====== Stored data

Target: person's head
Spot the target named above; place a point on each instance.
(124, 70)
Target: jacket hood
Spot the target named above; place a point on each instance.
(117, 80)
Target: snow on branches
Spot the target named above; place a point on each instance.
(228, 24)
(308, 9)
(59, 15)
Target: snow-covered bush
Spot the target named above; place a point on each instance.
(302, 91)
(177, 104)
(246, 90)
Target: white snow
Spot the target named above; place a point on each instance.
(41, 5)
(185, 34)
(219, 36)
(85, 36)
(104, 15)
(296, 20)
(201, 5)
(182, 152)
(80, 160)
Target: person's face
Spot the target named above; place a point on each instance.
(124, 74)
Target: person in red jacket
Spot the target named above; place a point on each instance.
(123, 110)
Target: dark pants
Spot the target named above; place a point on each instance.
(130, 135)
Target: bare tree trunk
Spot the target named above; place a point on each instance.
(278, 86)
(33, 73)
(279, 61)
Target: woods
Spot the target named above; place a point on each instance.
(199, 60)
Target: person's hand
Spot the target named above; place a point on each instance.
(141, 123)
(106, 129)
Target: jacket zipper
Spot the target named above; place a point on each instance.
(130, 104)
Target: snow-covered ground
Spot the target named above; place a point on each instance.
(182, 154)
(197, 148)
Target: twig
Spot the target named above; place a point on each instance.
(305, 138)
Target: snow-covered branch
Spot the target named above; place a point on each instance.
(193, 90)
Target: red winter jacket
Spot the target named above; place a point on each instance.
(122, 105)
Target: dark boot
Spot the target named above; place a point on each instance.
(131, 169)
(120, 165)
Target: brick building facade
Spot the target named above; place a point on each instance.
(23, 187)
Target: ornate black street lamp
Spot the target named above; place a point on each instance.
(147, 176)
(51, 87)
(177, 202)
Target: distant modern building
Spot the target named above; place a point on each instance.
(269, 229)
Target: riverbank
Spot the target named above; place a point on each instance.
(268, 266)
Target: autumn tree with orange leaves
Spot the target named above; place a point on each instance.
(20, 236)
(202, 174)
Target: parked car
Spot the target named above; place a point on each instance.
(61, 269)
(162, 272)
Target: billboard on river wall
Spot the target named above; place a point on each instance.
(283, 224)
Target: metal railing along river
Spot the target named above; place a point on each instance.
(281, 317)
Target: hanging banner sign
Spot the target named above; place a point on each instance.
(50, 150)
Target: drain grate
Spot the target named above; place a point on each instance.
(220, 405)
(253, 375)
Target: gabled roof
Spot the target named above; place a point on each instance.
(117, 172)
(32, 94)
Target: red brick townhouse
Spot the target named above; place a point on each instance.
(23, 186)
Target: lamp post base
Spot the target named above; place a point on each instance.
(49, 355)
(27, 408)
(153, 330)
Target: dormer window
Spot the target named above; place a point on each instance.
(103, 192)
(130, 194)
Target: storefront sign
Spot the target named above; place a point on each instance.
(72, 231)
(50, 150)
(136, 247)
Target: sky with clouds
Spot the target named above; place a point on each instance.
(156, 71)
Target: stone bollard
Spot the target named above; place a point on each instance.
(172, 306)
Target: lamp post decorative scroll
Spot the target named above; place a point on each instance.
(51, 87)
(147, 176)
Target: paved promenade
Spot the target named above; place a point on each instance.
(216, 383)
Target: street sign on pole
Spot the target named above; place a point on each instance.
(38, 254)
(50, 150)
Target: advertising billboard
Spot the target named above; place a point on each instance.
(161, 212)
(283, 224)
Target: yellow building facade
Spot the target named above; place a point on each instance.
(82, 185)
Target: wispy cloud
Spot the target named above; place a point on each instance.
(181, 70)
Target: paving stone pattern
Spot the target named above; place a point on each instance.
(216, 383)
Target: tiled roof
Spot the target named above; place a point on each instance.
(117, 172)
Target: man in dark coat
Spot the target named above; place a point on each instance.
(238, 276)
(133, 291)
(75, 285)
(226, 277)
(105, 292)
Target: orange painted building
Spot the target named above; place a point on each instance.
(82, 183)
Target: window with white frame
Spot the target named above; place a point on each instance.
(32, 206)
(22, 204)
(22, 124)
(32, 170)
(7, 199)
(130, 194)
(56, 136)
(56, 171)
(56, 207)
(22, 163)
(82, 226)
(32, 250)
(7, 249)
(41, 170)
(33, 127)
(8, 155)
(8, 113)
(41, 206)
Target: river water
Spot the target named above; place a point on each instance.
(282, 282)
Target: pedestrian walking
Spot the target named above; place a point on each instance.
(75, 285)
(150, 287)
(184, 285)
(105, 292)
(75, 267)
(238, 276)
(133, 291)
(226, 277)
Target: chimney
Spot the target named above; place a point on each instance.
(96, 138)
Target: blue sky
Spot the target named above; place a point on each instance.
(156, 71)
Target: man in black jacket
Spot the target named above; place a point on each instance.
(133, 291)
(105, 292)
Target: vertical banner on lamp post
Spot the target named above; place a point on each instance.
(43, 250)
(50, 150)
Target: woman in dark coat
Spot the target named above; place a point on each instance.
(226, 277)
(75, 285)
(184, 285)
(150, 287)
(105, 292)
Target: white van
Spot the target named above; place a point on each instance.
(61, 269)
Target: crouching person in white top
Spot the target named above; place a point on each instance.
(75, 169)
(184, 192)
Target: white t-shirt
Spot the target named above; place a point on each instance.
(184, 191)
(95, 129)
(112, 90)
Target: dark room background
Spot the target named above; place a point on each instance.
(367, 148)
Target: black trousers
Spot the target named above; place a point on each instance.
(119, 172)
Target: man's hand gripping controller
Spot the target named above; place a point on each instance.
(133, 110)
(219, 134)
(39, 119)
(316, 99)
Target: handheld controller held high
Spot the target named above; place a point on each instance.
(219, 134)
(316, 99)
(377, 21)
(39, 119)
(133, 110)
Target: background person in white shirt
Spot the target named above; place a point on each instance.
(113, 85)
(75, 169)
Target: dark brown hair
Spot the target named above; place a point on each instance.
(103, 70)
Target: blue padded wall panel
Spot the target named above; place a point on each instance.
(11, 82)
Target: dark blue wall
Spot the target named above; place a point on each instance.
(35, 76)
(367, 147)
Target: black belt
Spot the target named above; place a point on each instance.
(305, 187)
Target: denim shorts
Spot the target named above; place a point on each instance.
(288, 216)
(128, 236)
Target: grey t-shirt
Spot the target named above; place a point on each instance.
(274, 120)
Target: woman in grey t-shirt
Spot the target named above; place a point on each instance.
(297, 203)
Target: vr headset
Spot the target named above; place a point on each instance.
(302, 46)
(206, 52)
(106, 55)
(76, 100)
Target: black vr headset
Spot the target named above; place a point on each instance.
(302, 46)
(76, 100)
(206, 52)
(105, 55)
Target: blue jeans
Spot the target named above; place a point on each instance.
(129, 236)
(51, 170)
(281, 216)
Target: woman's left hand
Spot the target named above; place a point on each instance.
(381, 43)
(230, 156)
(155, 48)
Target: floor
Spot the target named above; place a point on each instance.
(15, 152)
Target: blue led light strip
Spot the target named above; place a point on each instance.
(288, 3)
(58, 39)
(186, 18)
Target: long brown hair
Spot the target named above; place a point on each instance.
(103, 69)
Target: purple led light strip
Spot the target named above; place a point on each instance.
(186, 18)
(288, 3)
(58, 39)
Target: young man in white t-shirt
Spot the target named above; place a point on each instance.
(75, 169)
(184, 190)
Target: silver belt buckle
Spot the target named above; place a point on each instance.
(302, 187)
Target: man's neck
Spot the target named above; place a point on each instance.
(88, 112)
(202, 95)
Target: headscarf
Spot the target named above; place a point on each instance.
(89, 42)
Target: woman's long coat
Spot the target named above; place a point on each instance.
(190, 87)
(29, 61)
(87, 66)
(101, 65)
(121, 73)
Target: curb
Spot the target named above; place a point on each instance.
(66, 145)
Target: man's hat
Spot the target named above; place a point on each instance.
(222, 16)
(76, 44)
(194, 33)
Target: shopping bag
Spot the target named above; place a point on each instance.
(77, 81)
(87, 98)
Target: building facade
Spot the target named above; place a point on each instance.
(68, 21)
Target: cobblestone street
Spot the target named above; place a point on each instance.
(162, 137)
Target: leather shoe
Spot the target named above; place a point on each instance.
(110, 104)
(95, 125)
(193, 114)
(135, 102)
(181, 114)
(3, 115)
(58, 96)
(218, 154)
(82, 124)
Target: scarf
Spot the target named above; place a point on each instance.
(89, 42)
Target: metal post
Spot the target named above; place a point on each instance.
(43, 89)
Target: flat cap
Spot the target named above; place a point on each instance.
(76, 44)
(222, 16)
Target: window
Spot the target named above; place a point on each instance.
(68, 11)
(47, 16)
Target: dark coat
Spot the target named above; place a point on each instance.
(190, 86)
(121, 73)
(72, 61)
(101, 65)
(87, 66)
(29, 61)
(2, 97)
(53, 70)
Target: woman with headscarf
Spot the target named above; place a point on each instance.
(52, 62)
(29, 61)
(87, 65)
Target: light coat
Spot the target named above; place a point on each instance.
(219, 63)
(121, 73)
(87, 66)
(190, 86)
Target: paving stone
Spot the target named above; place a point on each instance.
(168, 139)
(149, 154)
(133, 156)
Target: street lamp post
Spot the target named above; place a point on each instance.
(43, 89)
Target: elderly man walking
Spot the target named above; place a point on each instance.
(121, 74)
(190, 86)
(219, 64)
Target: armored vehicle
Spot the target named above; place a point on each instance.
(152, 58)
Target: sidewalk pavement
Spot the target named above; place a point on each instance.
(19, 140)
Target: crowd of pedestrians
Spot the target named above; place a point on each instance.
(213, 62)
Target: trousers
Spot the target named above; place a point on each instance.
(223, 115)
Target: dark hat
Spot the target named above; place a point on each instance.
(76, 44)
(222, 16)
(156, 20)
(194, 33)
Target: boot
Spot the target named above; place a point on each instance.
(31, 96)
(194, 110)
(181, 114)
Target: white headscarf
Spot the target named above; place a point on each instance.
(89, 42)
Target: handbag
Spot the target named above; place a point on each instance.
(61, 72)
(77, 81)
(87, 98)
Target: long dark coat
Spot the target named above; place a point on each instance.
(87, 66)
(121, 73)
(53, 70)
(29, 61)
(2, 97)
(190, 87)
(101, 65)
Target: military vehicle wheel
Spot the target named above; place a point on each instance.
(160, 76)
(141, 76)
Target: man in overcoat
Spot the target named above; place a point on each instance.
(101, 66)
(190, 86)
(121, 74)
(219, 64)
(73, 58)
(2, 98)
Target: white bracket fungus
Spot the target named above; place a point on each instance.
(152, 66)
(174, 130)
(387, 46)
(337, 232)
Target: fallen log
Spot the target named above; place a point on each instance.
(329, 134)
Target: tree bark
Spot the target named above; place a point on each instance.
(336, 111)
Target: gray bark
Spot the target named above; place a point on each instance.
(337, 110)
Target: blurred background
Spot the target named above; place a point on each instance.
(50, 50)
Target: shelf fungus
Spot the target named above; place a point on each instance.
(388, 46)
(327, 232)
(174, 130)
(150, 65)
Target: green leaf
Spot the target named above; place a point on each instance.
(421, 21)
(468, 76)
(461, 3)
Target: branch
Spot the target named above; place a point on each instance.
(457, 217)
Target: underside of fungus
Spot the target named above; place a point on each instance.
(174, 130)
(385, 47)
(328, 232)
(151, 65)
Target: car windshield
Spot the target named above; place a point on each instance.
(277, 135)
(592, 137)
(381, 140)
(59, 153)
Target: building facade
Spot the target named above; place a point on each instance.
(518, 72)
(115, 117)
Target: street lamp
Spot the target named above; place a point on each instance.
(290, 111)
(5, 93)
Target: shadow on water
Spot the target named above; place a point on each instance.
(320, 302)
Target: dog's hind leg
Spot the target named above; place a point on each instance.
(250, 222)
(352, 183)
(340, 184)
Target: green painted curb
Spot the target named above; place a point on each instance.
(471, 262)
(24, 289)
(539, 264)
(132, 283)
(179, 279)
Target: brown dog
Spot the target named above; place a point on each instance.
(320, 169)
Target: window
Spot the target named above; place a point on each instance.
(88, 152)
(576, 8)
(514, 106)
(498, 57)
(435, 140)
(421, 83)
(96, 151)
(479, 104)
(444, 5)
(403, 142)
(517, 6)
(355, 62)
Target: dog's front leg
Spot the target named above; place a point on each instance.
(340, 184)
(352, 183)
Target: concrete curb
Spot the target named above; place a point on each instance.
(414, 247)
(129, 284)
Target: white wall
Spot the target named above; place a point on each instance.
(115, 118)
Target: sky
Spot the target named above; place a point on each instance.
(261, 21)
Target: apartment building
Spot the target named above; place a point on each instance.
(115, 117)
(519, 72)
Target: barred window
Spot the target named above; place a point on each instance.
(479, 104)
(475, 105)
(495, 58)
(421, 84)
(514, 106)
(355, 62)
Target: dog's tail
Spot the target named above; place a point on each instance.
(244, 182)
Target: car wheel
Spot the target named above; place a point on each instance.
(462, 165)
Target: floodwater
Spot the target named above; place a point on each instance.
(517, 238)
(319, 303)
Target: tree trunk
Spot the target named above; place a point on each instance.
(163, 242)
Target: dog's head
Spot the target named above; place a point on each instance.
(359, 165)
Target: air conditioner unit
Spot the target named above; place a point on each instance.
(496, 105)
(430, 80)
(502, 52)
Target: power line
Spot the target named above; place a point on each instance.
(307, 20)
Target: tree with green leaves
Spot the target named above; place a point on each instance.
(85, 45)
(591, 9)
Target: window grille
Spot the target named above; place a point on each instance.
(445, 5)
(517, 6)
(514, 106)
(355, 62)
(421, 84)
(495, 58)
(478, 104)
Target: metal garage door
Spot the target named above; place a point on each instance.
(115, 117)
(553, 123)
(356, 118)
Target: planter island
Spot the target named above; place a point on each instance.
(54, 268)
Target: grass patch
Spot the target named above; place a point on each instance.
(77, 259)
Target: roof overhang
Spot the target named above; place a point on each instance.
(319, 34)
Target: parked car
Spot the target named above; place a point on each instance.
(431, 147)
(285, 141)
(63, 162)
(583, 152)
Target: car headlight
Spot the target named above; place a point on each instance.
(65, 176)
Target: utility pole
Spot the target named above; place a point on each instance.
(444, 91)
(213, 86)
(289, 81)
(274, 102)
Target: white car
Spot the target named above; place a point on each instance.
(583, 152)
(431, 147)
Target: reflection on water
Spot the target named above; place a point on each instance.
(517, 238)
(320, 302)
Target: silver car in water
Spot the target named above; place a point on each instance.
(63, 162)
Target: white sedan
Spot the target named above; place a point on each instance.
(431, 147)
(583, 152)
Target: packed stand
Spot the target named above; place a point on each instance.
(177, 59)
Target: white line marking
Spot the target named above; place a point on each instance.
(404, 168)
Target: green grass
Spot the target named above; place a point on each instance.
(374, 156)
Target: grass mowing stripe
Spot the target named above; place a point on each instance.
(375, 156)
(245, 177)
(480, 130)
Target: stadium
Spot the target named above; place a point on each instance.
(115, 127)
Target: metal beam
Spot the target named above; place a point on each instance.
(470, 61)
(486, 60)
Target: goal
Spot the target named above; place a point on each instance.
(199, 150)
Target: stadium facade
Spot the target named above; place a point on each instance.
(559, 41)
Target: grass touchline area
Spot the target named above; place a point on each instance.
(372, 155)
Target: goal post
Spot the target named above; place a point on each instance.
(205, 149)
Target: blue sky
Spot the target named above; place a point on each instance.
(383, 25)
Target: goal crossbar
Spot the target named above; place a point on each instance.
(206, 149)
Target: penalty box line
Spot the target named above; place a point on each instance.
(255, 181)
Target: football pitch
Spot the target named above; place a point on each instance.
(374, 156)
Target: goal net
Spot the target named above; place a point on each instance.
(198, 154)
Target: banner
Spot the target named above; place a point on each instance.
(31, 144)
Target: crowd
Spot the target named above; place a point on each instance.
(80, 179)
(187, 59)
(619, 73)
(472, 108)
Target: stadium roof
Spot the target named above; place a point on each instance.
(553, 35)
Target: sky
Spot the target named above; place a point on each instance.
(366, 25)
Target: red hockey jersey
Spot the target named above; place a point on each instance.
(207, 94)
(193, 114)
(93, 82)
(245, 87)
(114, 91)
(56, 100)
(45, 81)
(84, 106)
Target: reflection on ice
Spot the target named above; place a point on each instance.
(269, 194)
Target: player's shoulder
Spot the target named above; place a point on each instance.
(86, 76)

============

**Instructions for the task**
Rewrite the listing starting at the line containing "Target: goal post" and ending at the end of the listing, replacing "football pitch" with "soccer field" and leaving everything else unchanged.

**Written response**
Target: goal post
Spot the target named above; place a point on each instance.
(205, 149)
Target: blue sky
Spot the target named above; place a point on each instance.
(383, 25)
Target: goal crossbar
Spot the target named above; place a point on each instance.
(206, 149)
Target: penalty box line
Spot the target named above; place a point on each instance.
(255, 181)
Target: soccer field
Spot the target named above; place a point on each instance.
(374, 156)
Target: goal net
Spot the target named above; place a point on each instance.
(198, 154)
Target: banner
Spot the target named above; place a point on each instance.
(31, 144)
Target: crowd
Spot the target named above; place a point on each instance.
(80, 179)
(187, 59)
(619, 73)
(472, 108)
Target: stadium roof
Spot the target named above; place a point on each instance.
(553, 35)
Target: sky
Spot the target named above; place a point on each instance.
(366, 25)
Target: red hockey jersey
Spot the target named above; place a point on each instance.
(207, 94)
(193, 114)
(93, 82)
(245, 87)
(114, 91)
(56, 100)
(45, 81)
(84, 106)
Target: reflection on ice
Spot the target named above; place a point on each instance.
(269, 194)
Target: player's shoulder
Spot the target named above; place a point on each instance.
(86, 76)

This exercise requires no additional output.